───── TEXT

Let the notation be that of Knuth's analysis of Program B.

At each execution of the subtraction step, the algorithm forms

$$ t=|u-v|, $$

where $u$ and $v$ are odd. Hence $t$ is even, and we may write

$$ t=2^{e}w, \qquad w \text{ odd}, $$

with $e=\nu_2(t)\ge 1$.

In Program B, one factor $2$ must always be removed after each subtraction, because $t$ is even. Additional factors of $2$ beyond the first contribute to the parameter $E$. Therefore, for a subtraction step having valuation $e$,

$$ \text{contribution to }C = e, \qquad \text{contribution to }E = e-1. $$

If the execution contains subtraction steps indexed by $j$, with corresponding valuations $e_j$, then by the definitions of the parameters,

$$ C=\sum_j e_j, \qquad E=\sum_j (e_j-1). $$

Thus $C$ and $E$ are sums over exactly the same collection of subtraction steps.

──────────
───── RECORDS

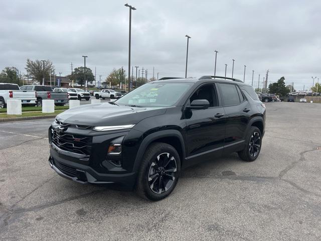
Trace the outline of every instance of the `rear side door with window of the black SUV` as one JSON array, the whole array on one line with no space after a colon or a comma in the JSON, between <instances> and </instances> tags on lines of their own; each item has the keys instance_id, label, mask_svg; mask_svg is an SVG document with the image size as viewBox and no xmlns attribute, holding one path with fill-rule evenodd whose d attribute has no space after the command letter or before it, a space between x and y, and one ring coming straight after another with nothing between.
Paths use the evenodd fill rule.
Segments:
<instances>
[{"instance_id":1,"label":"rear side door with window of the black SUV","mask_svg":"<svg viewBox=\"0 0 321 241\"><path fill-rule=\"evenodd\" d=\"M233 83L218 83L227 117L224 152L242 150L251 107L240 88Z\"/></svg>"}]
</instances>

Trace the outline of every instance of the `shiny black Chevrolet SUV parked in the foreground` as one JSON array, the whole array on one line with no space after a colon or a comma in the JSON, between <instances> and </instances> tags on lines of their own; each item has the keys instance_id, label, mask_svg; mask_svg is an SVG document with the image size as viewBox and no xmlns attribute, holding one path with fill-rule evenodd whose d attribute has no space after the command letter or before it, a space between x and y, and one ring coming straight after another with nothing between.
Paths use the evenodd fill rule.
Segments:
<instances>
[{"instance_id":1,"label":"shiny black Chevrolet SUV parked in the foreground","mask_svg":"<svg viewBox=\"0 0 321 241\"><path fill-rule=\"evenodd\" d=\"M183 168L232 152L254 161L264 126L265 105L240 80L158 80L59 114L49 128L49 163L74 181L123 184L159 200Z\"/></svg>"}]
</instances>

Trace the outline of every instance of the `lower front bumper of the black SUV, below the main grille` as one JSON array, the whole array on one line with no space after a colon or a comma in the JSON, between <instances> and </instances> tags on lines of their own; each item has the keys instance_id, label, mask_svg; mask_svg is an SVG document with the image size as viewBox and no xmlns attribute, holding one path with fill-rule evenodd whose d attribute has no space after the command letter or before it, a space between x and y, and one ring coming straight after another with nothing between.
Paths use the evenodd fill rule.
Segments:
<instances>
[{"instance_id":1,"label":"lower front bumper of the black SUV, below the main grille","mask_svg":"<svg viewBox=\"0 0 321 241\"><path fill-rule=\"evenodd\" d=\"M88 165L66 160L64 154L56 148L54 149L53 146L50 147L49 164L60 176L82 184L118 183L132 188L136 180L136 173L98 173Z\"/></svg>"}]
</instances>

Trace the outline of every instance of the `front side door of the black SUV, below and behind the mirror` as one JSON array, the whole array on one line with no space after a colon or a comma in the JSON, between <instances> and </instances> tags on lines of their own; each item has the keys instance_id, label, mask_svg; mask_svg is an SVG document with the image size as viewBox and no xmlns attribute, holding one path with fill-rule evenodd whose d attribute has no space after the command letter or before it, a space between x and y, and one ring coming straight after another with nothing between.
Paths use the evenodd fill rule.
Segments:
<instances>
[{"instance_id":1,"label":"front side door of the black SUV, below and behind the mirror","mask_svg":"<svg viewBox=\"0 0 321 241\"><path fill-rule=\"evenodd\" d=\"M185 111L187 166L219 156L224 146L226 118L214 83L199 86L187 105L195 99L207 99L210 107Z\"/></svg>"}]
</instances>

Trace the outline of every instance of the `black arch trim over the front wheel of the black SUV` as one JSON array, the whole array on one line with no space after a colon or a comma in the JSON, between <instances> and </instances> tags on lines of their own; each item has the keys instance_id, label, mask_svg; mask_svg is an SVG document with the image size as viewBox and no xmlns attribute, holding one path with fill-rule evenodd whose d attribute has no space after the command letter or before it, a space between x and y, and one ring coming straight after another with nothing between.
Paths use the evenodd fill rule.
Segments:
<instances>
[{"instance_id":1,"label":"black arch trim over the front wheel of the black SUV","mask_svg":"<svg viewBox=\"0 0 321 241\"><path fill-rule=\"evenodd\" d=\"M138 149L136 158L135 158L135 163L133 167L133 171L136 172L140 166L141 160L143 158L143 155L145 153L145 150L148 148L148 146L152 143L155 142L162 142L162 143L167 143L171 146L173 146L181 159L181 166L184 162L185 159L185 145L184 145L184 138L182 134L177 131L177 130L165 130L165 131L159 131L152 133L148 136L146 136Z\"/></svg>"}]
</instances>

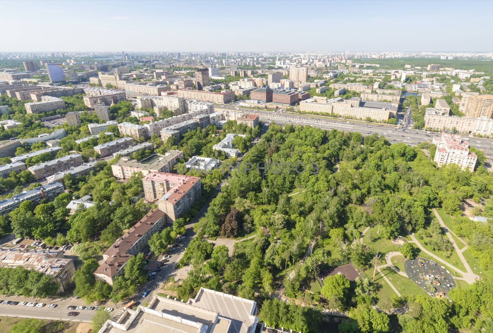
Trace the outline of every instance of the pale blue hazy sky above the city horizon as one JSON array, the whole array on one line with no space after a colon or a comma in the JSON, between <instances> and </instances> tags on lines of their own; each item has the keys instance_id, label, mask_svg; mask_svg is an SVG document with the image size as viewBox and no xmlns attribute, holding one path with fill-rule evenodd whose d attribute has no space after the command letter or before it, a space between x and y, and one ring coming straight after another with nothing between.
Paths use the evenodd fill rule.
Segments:
<instances>
[{"instance_id":1,"label":"pale blue hazy sky above the city horizon","mask_svg":"<svg viewBox=\"0 0 493 333\"><path fill-rule=\"evenodd\" d=\"M0 52L493 51L490 0L0 0L0 11L15 27Z\"/></svg>"}]
</instances>

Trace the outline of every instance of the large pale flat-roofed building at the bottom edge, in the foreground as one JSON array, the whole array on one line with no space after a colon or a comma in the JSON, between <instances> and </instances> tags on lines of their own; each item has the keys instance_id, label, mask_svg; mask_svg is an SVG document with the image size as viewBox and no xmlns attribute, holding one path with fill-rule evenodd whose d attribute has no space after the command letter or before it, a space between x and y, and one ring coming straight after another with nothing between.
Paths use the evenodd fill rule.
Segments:
<instances>
[{"instance_id":1,"label":"large pale flat-roofed building at the bottom edge, in the foreground","mask_svg":"<svg viewBox=\"0 0 493 333\"><path fill-rule=\"evenodd\" d=\"M114 321L108 319L98 333L255 333L256 302L200 288L195 299L173 300L155 296L147 306L125 310ZM165 330L161 330L165 328ZM287 332L287 331L286 331Z\"/></svg>"}]
</instances>

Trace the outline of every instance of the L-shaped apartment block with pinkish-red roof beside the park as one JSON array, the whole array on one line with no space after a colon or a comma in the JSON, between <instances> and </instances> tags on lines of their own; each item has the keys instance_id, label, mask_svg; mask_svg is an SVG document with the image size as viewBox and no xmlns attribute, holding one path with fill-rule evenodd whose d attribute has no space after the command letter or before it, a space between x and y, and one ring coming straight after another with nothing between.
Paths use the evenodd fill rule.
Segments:
<instances>
[{"instance_id":1,"label":"L-shaped apartment block with pinkish-red roof beside the park","mask_svg":"<svg viewBox=\"0 0 493 333\"><path fill-rule=\"evenodd\" d=\"M202 196L199 177L152 172L142 178L145 200L158 200L168 221L175 221Z\"/></svg>"}]
</instances>

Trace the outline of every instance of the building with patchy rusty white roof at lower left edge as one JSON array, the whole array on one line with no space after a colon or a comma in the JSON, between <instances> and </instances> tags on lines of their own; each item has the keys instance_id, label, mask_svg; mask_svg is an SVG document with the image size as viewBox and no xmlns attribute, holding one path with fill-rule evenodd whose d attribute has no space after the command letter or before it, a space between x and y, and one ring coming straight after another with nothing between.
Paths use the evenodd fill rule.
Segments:
<instances>
[{"instance_id":1,"label":"building with patchy rusty white roof at lower left edge","mask_svg":"<svg viewBox=\"0 0 493 333\"><path fill-rule=\"evenodd\" d=\"M75 271L73 259L65 258L63 251L27 248L0 248L0 267L23 267L52 276L60 293L72 285Z\"/></svg>"}]
</instances>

──────────

SET OF TASKS
1) Copy the Program B analysis word for word from "with $e=\nu_2(t)\ge 1$." to "of subtraction steps.".
2) In the Program B analysis, what does a subtraction step with valuation e contribute to E?
3) Proceed with the Program B analysis, starting after its last sentence.

ANSWERS FOR EACH ITEM
1)
with $e=\nu_2(t)\ge 1$.

In Program B, one factor $2$ must always be removed after each subtraction, because $t$ is even. Additional factors of $2$ beyond the first contribute to the parameter $E$. Therefore, for a subtraction step having valuation $e$,

$$ \text{contribution to }C = e, \qquad \text{contribution to }E = e-1. $$

If the execution contains subtraction steps indexed by $j$, with corresponding valuations $e_j$, then by the definitions of the parameters,

$$ C=\sum_j e_j, \qquad E=\sum_j (e_j-1). $$

Thus $C$ and $E$ are sums over exactly the same collection of subtraction steps.

2) It contributes e − 1.

3)
To determine the average relation between $E$ and $C$, we need the distribution of

$$ e=\nu_2(u-v). $$

Since $u$ and $v$ are odd, their residue classes modulo $2^k$ are approximately equidistributed among the $2^{k-1}$ odd residue classes. The condition

$$ e\ge k $$

is equivalent to

$$ u\equiv v \pmod{2^k}. $$

For a fixed odd residue class of $u$ modulo $2^k$, exactly one odd residue class of $v$ modulo $2^k$ satisfies this congruence. Hence

$$ \Pr(e\ge k)\approx \frac1{2^{k-1}}, \qquad k\ge1. $$

Therefore

$$ \Pr(e=k) =\Pr(e\ge k)-\Pr(e\ge k+1) \approx \frac1{2^{k-1}}-\frac1{2^k} =\frac1{2^k}, \qquad k\ge1. $$

The mean valuation is

$$ \mathbf E[e] =\sum_{k\ge1} k,2^{-k}. $$

Using

$$ \sum_{k\ge1} kx^k=\frac{x}{(1-x)^2}, $$

with $x=\frac12$, we obtain

$$ \mathbf E[e] =2. $$

Hence

$$ \mathbf E[e-1] =1 =\frac12,\mathbf E[e]. $$

Now let $N$ denote the number of subtraction steps occurring in an execution. Since $C$ and $E$ are sums over the same steps,

$$ C=\sum_{j=1}^{N} e_j, \qquad E=\sum_{j=1}^{N} (e_j-1). $$

Taking averages over all executions and using linearity of expectation,

$$ C_{\mathrm{ave}} =\mathbf E!\left[\sum_{j=1}^{N} e_j\right], \qquad E_{\mathrm{ave}} =\mathbf E!\left[\sum_{j=1}^{N} (e_j-1)\right]. $$

For each subtraction step, the average contribution to $E$ is one-half the average contribution to $C$, because

$$ \mathbf E[e-1] =\frac12,\mathbf E[e]. $$

Since the same set of subtraction steps contributes to both sums, the common factor arising from the average number of subtraction steps cancels, giving

$$ E_{\mathrm{ave}} \approx \frac{\mathbf E[e-1]}{\mathbf E[e]} ,C_{\mathrm{ave}} = \frac12,C_{\mathrm{ave}}. $$

Therefore

$$ \boxed{E_{\mathrm{ave}}\approx \frac12,C_{\mathrm{ave}}}. $$

This is the required result.